● **Reading text**:
How can we apply trigonometry to triangles that do not possess a right-angle? The sine rule shows that the ratio of the length of a side, to the sine of its opposite angle, will be the same for all three sides.

The Sine rule can be used to find angles and sides in any triangle (not just a right-angled triangle) when given:

  1. One side and any two angles or

  2. Two sides and an angle opposite one of the given sides.

The Sine Rule

In the triangle \(ABC\) below:

  • angles \(A,B,C\), are the angles at the vertices \(A,B,C\) respectively

  • \(a,b,c\) are the side lengths opposite the angles \(A,B,C\) respectively.

a triangle with sides a, b and c and opposite angles capital A, capital B and capital C respectively

The sine rule states:

\[\begin{align*} \frac{a}{\sin A} & =\frac{b}{\sin B}=\frac{c}{\sin C} \end{align*}\]

or

\[\begin{align*} \frac{\sin A}{a} & =\frac{\sin B}{b}=\frac{\sin C}{c} \end{align*}\]

Examples

  1. In triangle \(PQR\) find:

a triangle with sides p, q and r where r=15 and opposite angles capital P, capital Q and capital R where angle P=70 and angle R=30

  1. the side length \(p\)
  2. the side length \(q\).
    Solution a.
    Use the sine rule in the form \[\begin{align*} \frac{p}{\sin P} & =\frac{r}{\sin R}\\ \frac{p}{\sin70^{\circ}} & =\frac{15}{\sin30^{\circ}}\\ p & =\frac{15\times\sin70^{\circ}}{\sin30^{\circ}}\\ p & =28.2\;. \end{align*}\] The side length is \(p=28.2\,cm.\)
    Solution b)

● **What the task asks**:
Edit the part of the sine rule text that opens with the words containing "Solution a." and closes with "length is \(p=28.2\,cm.\)", changing every "Solution" to "Answer". The items that follow are separate material and have no connection to the sine rule text.

● **Dataset records**:
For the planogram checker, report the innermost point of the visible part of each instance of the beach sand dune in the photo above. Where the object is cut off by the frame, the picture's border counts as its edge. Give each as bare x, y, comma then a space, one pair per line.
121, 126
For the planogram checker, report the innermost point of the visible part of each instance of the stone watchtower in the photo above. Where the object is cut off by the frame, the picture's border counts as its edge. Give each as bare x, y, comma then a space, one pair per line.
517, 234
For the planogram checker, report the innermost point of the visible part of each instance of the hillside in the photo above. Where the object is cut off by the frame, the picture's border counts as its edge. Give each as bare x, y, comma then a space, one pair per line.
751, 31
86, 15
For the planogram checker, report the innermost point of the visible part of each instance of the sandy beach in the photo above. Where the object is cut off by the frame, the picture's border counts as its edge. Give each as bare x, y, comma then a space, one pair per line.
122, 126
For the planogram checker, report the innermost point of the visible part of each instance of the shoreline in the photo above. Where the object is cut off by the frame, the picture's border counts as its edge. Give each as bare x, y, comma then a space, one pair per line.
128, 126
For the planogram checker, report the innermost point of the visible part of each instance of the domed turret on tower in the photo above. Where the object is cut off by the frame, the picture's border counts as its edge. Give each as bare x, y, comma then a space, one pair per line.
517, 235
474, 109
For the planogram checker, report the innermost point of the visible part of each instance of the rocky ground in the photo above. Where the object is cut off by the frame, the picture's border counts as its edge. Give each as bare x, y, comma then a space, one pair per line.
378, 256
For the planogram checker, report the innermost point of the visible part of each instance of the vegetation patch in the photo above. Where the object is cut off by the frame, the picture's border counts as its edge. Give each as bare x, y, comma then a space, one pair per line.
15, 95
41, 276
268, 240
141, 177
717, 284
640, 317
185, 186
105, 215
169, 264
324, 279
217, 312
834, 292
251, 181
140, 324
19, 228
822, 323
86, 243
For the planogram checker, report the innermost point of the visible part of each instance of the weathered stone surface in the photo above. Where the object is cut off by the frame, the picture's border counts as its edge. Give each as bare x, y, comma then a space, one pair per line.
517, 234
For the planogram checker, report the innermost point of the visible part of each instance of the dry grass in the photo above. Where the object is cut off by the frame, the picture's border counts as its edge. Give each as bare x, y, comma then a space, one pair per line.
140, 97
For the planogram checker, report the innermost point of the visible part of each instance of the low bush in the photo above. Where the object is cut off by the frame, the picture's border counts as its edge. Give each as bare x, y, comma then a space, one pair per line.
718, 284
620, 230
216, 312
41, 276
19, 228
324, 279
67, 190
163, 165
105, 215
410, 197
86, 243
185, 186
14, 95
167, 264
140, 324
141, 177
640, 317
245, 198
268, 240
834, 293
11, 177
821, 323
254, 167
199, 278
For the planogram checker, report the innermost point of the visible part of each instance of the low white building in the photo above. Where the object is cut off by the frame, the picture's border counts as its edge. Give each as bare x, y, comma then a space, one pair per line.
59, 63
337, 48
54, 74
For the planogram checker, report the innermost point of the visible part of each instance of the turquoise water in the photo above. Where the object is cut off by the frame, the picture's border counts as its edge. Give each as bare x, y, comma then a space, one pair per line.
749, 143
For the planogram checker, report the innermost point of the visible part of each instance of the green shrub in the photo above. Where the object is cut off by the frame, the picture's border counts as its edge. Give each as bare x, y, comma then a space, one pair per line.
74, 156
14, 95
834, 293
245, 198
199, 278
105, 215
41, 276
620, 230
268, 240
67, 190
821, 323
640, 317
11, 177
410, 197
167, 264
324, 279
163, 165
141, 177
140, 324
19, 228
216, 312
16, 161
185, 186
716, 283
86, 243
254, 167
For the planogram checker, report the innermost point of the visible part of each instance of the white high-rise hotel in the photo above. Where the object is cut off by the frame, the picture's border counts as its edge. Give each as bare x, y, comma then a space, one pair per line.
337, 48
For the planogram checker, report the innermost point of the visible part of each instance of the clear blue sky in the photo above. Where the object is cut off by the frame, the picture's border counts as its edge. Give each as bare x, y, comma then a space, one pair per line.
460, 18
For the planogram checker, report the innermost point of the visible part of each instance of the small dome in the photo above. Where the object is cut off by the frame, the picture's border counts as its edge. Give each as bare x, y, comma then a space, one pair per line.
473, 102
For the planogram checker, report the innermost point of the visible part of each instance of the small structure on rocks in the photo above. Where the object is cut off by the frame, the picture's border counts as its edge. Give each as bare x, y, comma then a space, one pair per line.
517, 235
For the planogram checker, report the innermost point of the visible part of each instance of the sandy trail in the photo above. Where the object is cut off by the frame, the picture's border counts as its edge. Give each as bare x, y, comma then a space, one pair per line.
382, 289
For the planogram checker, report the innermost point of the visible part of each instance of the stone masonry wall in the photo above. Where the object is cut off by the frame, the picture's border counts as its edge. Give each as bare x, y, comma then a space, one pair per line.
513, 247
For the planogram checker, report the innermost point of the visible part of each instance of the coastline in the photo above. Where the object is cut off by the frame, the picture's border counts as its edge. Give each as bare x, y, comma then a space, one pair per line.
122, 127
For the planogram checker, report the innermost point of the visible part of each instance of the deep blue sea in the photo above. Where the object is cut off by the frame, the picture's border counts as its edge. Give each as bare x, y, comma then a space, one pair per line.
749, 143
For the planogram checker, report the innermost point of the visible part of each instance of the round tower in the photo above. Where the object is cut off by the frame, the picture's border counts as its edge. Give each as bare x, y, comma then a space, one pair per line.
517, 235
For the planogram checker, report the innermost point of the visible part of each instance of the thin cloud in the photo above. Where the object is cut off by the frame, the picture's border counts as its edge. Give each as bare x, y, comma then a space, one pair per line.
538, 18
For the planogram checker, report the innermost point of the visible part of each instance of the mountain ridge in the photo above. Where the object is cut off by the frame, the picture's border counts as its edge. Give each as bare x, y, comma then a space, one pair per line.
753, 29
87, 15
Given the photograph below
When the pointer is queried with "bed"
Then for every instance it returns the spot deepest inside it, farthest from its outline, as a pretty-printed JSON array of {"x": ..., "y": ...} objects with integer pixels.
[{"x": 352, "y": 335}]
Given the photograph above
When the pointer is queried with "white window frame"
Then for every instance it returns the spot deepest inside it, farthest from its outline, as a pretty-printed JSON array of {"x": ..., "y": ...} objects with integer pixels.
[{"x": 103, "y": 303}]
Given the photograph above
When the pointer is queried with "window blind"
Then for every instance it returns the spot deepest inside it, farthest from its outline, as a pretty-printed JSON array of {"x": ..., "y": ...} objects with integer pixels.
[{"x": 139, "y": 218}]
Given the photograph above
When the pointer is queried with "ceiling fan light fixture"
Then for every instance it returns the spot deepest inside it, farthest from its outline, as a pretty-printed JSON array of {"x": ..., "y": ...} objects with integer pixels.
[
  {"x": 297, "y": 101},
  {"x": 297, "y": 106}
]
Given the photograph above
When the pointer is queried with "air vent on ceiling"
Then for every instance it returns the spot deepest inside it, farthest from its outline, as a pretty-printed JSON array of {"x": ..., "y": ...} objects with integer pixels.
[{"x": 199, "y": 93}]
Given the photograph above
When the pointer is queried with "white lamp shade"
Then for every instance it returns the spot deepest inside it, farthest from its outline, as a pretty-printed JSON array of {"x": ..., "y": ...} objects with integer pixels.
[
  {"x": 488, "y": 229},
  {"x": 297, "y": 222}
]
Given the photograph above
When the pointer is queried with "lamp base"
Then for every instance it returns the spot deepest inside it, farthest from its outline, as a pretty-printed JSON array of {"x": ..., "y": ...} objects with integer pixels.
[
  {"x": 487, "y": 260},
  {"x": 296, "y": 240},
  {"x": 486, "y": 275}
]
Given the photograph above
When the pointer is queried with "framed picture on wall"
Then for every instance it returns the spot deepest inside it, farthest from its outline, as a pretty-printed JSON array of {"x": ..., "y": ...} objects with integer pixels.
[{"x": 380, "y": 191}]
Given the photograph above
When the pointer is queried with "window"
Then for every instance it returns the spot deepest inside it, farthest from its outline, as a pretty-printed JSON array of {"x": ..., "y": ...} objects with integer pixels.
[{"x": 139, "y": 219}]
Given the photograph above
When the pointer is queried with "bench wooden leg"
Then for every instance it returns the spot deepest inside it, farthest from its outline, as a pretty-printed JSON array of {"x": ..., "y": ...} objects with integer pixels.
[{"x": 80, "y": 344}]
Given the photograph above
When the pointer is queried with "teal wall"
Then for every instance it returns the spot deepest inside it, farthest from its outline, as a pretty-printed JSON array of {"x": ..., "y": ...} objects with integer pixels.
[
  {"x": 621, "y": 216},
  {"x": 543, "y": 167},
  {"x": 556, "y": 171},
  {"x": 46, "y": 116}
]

● **Answer to the exercise**:
Answer a.
    Use the sine rule in the form \[\begin{align*} \frac{p}{\sin P} & =\frac{r}{\sin R}\\ \frac{p}{\sin70^{\circ}} & =\frac{15}{\sin30^{\circ}}\\ p & =\frac{15\times\sin70^{\circ}}{\sin30^{\circ}}\\ p & =28.2\;. \end{align*}\] The side length is \(p=28.2\,cm.\)